→ Activity
Reproduce the whole listing, keeping each line as it is.

→ Extracted entries
************
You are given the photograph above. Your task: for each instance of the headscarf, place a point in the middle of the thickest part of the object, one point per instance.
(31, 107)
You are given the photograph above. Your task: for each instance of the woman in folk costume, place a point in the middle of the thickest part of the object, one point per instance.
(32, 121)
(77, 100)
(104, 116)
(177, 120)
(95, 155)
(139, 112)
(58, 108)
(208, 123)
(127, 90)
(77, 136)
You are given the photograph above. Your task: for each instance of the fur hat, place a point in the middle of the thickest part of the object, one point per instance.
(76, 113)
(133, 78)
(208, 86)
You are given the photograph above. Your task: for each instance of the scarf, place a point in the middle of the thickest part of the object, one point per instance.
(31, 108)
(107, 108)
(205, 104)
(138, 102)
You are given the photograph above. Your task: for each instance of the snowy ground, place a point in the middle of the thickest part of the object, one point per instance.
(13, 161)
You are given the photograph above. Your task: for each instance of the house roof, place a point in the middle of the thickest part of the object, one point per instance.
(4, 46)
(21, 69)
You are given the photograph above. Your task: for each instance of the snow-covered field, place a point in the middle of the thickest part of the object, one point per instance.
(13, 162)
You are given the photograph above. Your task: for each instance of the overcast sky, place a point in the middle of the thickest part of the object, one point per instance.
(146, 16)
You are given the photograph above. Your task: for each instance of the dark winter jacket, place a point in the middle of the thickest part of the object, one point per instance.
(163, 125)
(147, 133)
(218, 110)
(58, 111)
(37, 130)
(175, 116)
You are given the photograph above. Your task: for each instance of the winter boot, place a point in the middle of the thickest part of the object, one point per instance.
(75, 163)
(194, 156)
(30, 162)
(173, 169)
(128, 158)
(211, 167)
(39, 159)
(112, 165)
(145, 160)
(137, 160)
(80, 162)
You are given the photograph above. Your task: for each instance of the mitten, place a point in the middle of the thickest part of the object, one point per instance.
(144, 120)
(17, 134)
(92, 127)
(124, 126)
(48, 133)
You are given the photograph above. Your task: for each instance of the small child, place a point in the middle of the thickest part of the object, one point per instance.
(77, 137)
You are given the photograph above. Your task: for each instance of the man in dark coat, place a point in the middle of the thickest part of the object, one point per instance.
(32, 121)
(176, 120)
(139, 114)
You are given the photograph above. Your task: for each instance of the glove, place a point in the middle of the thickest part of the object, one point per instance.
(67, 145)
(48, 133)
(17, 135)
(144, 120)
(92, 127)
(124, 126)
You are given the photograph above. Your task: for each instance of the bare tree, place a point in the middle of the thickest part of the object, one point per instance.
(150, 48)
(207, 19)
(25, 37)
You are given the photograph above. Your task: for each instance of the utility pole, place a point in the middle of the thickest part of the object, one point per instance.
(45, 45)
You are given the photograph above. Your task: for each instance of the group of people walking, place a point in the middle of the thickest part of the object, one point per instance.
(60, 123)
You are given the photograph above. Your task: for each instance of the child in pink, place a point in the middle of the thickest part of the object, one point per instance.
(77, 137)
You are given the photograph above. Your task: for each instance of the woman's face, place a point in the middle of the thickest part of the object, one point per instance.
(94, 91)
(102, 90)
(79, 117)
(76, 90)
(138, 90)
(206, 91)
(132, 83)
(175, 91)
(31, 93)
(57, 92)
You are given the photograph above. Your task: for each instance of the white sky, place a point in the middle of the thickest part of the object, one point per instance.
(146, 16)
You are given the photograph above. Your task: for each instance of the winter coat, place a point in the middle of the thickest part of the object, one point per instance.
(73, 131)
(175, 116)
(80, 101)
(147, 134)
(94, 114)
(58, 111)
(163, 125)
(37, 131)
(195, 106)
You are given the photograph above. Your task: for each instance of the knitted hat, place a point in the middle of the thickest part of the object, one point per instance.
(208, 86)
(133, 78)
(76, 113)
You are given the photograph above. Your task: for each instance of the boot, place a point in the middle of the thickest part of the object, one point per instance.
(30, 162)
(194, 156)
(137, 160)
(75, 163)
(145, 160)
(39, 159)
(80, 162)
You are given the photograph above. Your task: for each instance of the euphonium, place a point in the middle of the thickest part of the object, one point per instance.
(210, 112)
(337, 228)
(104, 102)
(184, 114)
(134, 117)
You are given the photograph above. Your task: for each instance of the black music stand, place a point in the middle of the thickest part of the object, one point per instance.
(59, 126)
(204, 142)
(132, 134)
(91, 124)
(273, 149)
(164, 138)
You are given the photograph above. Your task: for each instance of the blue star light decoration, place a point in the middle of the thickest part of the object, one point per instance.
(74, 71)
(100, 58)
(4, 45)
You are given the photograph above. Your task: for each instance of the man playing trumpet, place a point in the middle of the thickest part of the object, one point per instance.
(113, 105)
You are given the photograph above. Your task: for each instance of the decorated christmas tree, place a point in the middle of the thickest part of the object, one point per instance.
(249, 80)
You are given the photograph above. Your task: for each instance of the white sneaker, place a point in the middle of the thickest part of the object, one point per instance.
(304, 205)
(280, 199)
************
→ Problem solution
You are given the photograph above. Your task: for each instance of the headscarf, place a point in the middle of the thickest part of the object, one point per instance.
(31, 107)
You are given the photograph above. Your task: for each instance of the woman in folk costume, place a point in the middle of the thickest part of the object, one point per instance.
(32, 121)
(77, 100)
(104, 116)
(177, 120)
(95, 155)
(139, 112)
(58, 108)
(208, 123)
(127, 90)
(77, 136)
You are given the photograph above. Your task: for each instance of the fur hat, place a point in the middle of the thickest part of the object, one point per instance.
(76, 113)
(133, 78)
(208, 86)
You are given the photograph above. Your task: for each instance of the scarf, place a point in the middle of the thickest part of the object, one point per instance.
(31, 108)
(107, 108)
(205, 104)
(138, 102)
You are given the photograph above. Your task: for each instance of the snowy ground, place a point in the middle of the thickest part of the object, one point per instance.
(13, 161)
You are given the photograph above. Your task: for each instance of the house roof, place a point in the middle of the thickest part of the object, one point per instance.
(4, 46)
(21, 69)
You are given the photograph above. Your task: for each instance of the snow-covered field, place a point in the middle of the thickest part of the object, one point per instance.
(13, 162)
You are given the photograph above. Your task: for each instance of the overcast sky, place a point in the middle of the thickest part of the object, one point per instance.
(146, 16)
You are given the photograph above. Your task: for each instance of the dark winter jacket, place a point in the middle of the thickest part of the object, one point per instance.
(163, 125)
(147, 133)
(218, 110)
(58, 111)
(37, 130)
(175, 116)
You are given the photograph above. Your task: for each instance of the winter boot, place a point in the middle of the thickest part of the object, one point per instance.
(75, 163)
(194, 156)
(30, 162)
(173, 169)
(128, 158)
(211, 167)
(39, 159)
(112, 165)
(145, 160)
(137, 160)
(80, 162)
You are given the photograph above. Your task: for each instance of the mitten, place a point in the middle of the thickest part of the object, one point per instance.
(144, 120)
(17, 134)
(92, 127)
(124, 126)
(48, 133)
You are given the photograph above. Your task: for each instance of the small child, place a point in the middle of the thickest part of the object, one point per instance.
(77, 137)
You are given the photograph above. Your task: for each instance of the man in dark coat, place a point in the middle of the thickest part of the object, one point per instance.
(32, 121)
(176, 120)
(139, 114)
You are given the photograph above. Your task: for each instance of the glove, place a point in the middle of the thickest part of the object, one point per instance.
(67, 145)
(48, 133)
(17, 135)
(144, 120)
(92, 127)
(124, 126)
You are given the photograph above. Your task: for each instance of the bare tree, place a point in the middle of the thickest part of the object, one point per instance.
(150, 48)
(207, 19)
(25, 37)
You are given the photograph above. Your task: for each instance of the utility pole, place a point in the middle of the thickest part of the object, one point per instance.
(45, 45)
You are given the photograph above. Your task: for each instance of the group of people walking, place a point in the middle of the thickest part of the object, one point per instance.
(60, 123)
You are given the photograph above. Your task: for each instance of the child in pink, place a point in the middle of the thickest part of the object, one point per instance.
(77, 137)
You are given the photograph above. Your task: for each instance of the woman's face, place a point in the middle of the thickest part of the object, one point per instance.
(94, 91)
(102, 90)
(79, 117)
(76, 90)
(138, 90)
(206, 91)
(132, 83)
(175, 91)
(31, 93)
(57, 92)
You are given the photograph above. Your task: for each instance of the white sky, place a point in the middle of the thickest part of the object, one point per instance.
(146, 16)
You are given the photograph above. Your task: for each instance of the winter coat, place a point in the middle of the thickest part of the object, one point per instance.
(73, 131)
(175, 116)
(80, 101)
(147, 134)
(94, 114)
(58, 111)
(163, 125)
(37, 131)
(195, 106)
You are given the photograph above. Your task: for each instance of the knitted hat, place a point in the middle of the thickest part of the object, one point per instance.
(208, 86)
(133, 78)
(76, 113)
You are given the photograph above. Your task: for each instance of the boot, place a point in the middle of the thickest part of the object, one point per instance.
(30, 162)
(194, 156)
(137, 160)
(75, 163)
(145, 160)
(39, 159)
(80, 162)
You are given the photograph above. Your task: for each instance of the euphonium, place a point in the middle of the thickest part of the object, one point per instance.
(210, 112)
(337, 228)
(104, 102)
(184, 114)
(134, 117)
You are given the photograph above. Your task: for each instance of the black music stand, place a point in the middle of the thickest part of the object, one point per instance.
(59, 126)
(204, 142)
(132, 134)
(91, 124)
(273, 149)
(164, 138)
You are given the photograph above. Your task: for each instance of the blue star light decoration, place a point in the middle of the thickest part of the object, one point per instance.
(74, 71)
(100, 58)
(4, 45)
You are given the photograph above. Your task: for each instance of the man playing trumpet, place a point in the middle of the thickest part of the object, one point per instance.
(113, 105)
You are given the photograph above. Your task: for each instance of the decorated christmas tree, place a point in the middle of the thickest part of the object, one point per instance.
(249, 80)
You are given the photograph above. Your task: for each instance of the white sneaker, place a point in the middle of the thickest part of the object, one point per instance.
(304, 205)
(280, 199)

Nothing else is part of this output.